> **Problem set**
1) In the text on research data portals, which organization maintains the NF Data Portal?
2) Resume the text on research data portals, starting right after its final sentence.

> **Given text**

════════════════════

Accessing the data in this portal requires a Synapse account. To establish a Synapse account, please follow the instructions on this page. If you have suggestions or feedback about the NF Data Portal, please contact us at

Supporting Organizations

The NF Data Portal is a central component and the first major milestone of the NF-OSI. The Portal is funded by the Children’s Tumor Foundation (CTF) and the Neurofibromatosis Therapeutic Acceleration Program (NTAP). The Portal is maintained by Sage Bionetworks.

Accelerating Medicine Partnership in Alzheimer’s Disease

The Accelerating Medicine Partnership for Alzheimer’s Disease Knowledge Portal is a premier repository and workspace for multi-omic data generated through the AMP-AD consortia – a public- private partnership between academic research groups, industry partners, and non-profit partners. The primary goal of the consortia is to generate and test hypotheses to identify new targets for intervention in the treatment of Alzheimer’s disease. Deposited data includes gene expression, genotype, methylation, CHiP-Seq, DNA methylation, miRNA profiles, and clinical data, among others from human participants as well as animal and cell line model systems. Data is publically released on an aggressive schedule, with data releases occurring every quarter, starting in March 2015.

Learn more about the datasets, collaborators or external research projects by visiting the AD Knowledge Portal on Synapse.


AACR GENIE is a pilot project that seeks to identify and validate genomic biomarkers relevant to cancer treatment by linking tumor genomic data from clinical sequencing efforts with longitudinal clinical outcomes. GENIE will serve as a prototype for aggregating and harmonizing next-generation sequencing data from clinical specimens from multiple national and international institutions obtained in routine medical practice. The resulting “clinical cancer genomics meta-database”, which is expected to include ~100,000 tumors within 5 years, will complement existing efforts such as TCGA and ICGC, which have focused on generating more comprehensive genomic datasets on smaller numbers of tumors using optimized samples collected and processed by select institutions under very controlled conditions.

════════════════════

> **Records**
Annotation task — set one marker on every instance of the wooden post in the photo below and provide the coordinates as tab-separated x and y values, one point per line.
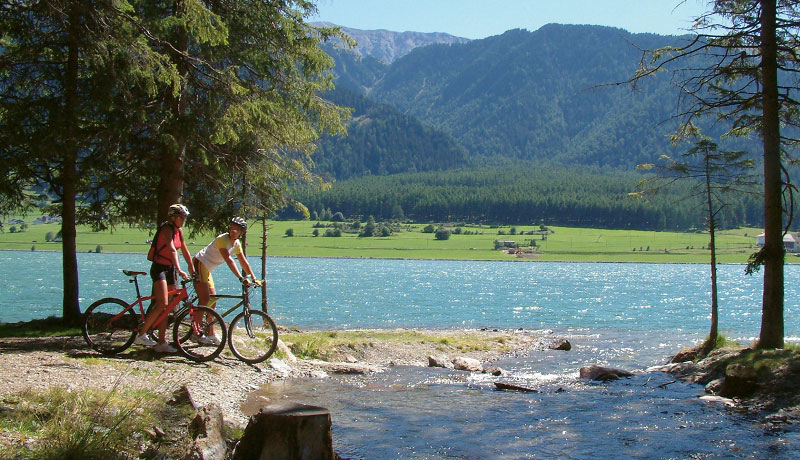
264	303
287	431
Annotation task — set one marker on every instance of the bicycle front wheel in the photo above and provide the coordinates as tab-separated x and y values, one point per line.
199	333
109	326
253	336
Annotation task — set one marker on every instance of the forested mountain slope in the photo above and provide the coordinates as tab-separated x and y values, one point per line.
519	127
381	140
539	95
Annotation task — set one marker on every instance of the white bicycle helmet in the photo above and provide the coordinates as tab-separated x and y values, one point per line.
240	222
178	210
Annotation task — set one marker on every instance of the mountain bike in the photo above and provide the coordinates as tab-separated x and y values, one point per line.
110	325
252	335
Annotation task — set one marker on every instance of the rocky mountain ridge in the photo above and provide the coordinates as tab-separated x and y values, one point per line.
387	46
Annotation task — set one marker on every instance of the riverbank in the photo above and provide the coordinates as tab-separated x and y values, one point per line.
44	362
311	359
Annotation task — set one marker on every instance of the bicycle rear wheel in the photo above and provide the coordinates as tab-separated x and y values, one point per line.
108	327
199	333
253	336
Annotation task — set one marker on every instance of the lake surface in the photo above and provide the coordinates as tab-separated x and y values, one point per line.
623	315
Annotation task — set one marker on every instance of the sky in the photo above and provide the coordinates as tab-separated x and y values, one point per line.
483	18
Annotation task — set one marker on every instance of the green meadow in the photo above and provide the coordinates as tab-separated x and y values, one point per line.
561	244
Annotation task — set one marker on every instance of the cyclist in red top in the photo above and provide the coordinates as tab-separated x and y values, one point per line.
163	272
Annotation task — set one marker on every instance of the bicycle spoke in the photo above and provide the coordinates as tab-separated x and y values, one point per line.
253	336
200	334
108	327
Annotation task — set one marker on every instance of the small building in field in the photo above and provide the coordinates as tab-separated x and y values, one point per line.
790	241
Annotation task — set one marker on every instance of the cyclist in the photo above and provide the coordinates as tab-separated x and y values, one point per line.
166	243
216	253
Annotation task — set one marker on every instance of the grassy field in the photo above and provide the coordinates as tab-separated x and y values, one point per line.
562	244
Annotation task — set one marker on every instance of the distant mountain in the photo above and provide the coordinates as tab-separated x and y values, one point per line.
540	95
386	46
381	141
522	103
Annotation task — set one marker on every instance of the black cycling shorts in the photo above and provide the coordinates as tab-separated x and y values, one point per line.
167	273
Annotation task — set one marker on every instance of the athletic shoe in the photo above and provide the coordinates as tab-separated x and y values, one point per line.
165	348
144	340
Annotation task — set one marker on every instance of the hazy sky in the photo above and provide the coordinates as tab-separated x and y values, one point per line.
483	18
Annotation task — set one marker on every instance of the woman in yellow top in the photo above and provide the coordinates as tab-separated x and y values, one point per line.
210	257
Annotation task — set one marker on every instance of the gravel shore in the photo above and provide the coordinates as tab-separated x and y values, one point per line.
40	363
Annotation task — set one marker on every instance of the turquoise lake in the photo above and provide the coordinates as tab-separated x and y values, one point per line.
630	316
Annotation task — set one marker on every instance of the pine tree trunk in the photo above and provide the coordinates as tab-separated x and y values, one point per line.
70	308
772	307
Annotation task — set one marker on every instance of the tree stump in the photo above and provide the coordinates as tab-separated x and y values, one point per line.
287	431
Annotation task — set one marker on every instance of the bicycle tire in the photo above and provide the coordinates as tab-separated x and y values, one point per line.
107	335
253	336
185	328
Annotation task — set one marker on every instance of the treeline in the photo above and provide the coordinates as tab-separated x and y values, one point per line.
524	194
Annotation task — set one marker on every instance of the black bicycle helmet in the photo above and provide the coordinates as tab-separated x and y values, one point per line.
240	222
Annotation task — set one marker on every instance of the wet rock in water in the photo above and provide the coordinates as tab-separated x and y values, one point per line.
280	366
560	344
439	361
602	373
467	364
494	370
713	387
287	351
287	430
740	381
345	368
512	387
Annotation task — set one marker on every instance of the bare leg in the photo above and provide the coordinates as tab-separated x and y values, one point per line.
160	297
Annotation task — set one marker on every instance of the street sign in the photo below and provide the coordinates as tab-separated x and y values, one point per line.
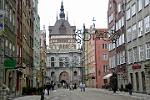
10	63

════════════════════

> **Expected responses**
1) Sage Bionetworks

2)
The GENIE platform was designed to integrate and link clinical-grade cancer genomic data with clinical outcomes data for tens of thousands of cancer patients treated at multiple institutions worldwide. Sage serves as the data hosting and integration hub for Project GENIE and maintains databases on Synapse that host the sample and clinical level information and associated genomic data, including somatic variants, copy-number alterations, and fusion data. To harmonize information across eight large academic centers, Sage developed and deployed detailed data dictionaries, formats, and SOPs describing the workflow streams required of each institution as well as data processing pipelines to validate and harmonize the data.


Learn more about Project GENIE:


The MODEL-AD (Model Organism Development and Evaluation for Late-Onset Alzheimer’s Disease) consortia is a group of researchers focused on rigorous generation and characterization of fifty new mouse models of late onset Alzheimer’s disease. Alzheimer’s disease (AD) is a debilitating illness with no known disease modifying therapy.  Furthermore, 99.3% of phase III clinical trials have failed for AD drug discovery.

The goal of the MODEL-AD consortia is to improve target discovery and validation efforts in AD by creating a community resource of mouse models that closely reflect the sporadic late-onset human form of AD. As such, the consortia has focused on human AD genetics and systems biology resources such as Accelerating Medicine Partnership for AD (AMP-AD), AD Sequencing Project (ADSP), and AD Neuroimaging Initiative (ADNI) to prioritize specific variants to introduce into the mice to capture different aspects of the disease.  All data – including ‘omics, imaging, and drug treatment –  generated on the mouse models are actively distributed to the AD research community and public via the AD Knowledge Portal.